▶ _Task to complete_:
Convert every line of the rows below into a Markdown table with the columns Number and Text, numbering the lines in order and omitting blank ones. Leave the pictures out of the table.

▶ _Records for this exercise_:
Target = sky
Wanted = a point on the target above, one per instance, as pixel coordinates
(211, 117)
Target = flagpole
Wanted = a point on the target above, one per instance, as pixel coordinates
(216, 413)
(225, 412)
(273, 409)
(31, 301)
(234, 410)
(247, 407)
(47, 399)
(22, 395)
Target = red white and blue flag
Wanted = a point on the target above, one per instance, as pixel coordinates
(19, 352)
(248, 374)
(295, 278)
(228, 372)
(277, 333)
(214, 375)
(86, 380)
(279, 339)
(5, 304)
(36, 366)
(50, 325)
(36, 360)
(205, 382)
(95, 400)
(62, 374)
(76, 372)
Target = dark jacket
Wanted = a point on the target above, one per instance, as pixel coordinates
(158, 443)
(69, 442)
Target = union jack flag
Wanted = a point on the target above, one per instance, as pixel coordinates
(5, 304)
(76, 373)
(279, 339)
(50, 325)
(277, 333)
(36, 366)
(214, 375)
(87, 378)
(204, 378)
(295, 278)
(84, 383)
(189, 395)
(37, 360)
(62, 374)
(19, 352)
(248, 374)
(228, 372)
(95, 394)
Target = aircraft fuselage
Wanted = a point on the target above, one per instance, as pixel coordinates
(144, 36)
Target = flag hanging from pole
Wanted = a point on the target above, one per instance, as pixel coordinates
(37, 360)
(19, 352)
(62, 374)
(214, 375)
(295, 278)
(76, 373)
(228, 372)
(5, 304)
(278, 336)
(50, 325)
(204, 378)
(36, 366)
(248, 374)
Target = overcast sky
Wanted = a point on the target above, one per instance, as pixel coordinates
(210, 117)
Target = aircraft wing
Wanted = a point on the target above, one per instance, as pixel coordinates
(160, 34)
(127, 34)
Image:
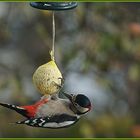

▶ _Reply_:
| Number | Text |
|---|---|
| 1 | Target = sky |
| 2 | Wanted = a point on the target above, one per instance, as pixel coordinates |
| 3 | (211, 117) |
| 4 | Target = flagpole |
| 5 | Wanted = a point on the target above, one per instance, as pixel coordinates |
| 6 | (216, 413) |
| 7 | (225, 412) |
| 8 | (273, 409) |
| 9 | (31, 301) |
| 10 | (234, 410) |
| 11 | (247, 407) |
| 12 | (47, 399) |
| 13 | (22, 395) |
| 14 | Target = red white and blue flag |
| 15 | Wanted = a point on the target above, one per instance, as pixel coordinates |
| 16 | (19, 352) |
| 17 | (248, 374) |
| 18 | (295, 278) |
| 19 | (228, 372) |
| 20 | (277, 333) |
| 21 | (214, 375) |
| 22 | (86, 380) |
| 23 | (279, 339) |
| 24 | (5, 304) |
| 25 | (36, 366) |
| 26 | (50, 325) |
| 27 | (36, 360) |
| 28 | (205, 382) |
| 29 | (95, 400) |
| 30 | (62, 374) |
| 31 | (76, 372) |
| 32 | Target = dark jacket |
| 33 | Wanted = a point on the target above, one per instance, as pixel coordinates |
| 34 | (158, 443) |
| 35 | (69, 442) |
| 36 | Target = union jack flag |
| 37 | Wanted = a point on the target above, one per instance, as pixel coordinates |
| 38 | (5, 304) |
| 39 | (76, 373) |
| 40 | (279, 339) |
| 41 | (50, 325) |
| 42 | (277, 333) |
| 43 | (36, 366) |
| 44 | (214, 375) |
| 45 | (87, 378) |
| 46 | (204, 378) |
| 47 | (295, 278) |
| 48 | (84, 383) |
| 49 | (189, 395) |
| 50 | (37, 360) |
| 51 | (62, 374) |
| 52 | (19, 352) |
| 53 | (248, 374) |
| 54 | (228, 372) |
| 55 | (95, 394) |
| 56 | Target = aircraft fuselage |
| 57 | Wanted = a point on the target above, one per instance, as pixel coordinates |
| 58 | (144, 36) |
| 59 | Target = flag hanging from pole |
| 60 | Wanted = a point on the target above, one per instance, as pixel coordinates |
| 61 | (37, 360) |
| 62 | (19, 352) |
| 63 | (62, 374) |
| 64 | (214, 375) |
| 65 | (295, 278) |
| 66 | (76, 373) |
| 67 | (228, 372) |
| 68 | (5, 304) |
| 69 | (278, 336) |
| 70 | (50, 325) |
| 71 | (204, 378) |
| 72 | (36, 366) |
| 73 | (248, 374) |
| 74 | Target = overcast sky |
| 75 | Wanted = a point on the target above, one per instance, as pixel coordinates |
| 76 | (210, 117) |
| 77 | Target = aircraft wing |
| 78 | Wanted = a point on the target above, one per instance, as pixel coordinates |
| 79 | (160, 34) |
| 80 | (127, 34) |
| 81 | Image: |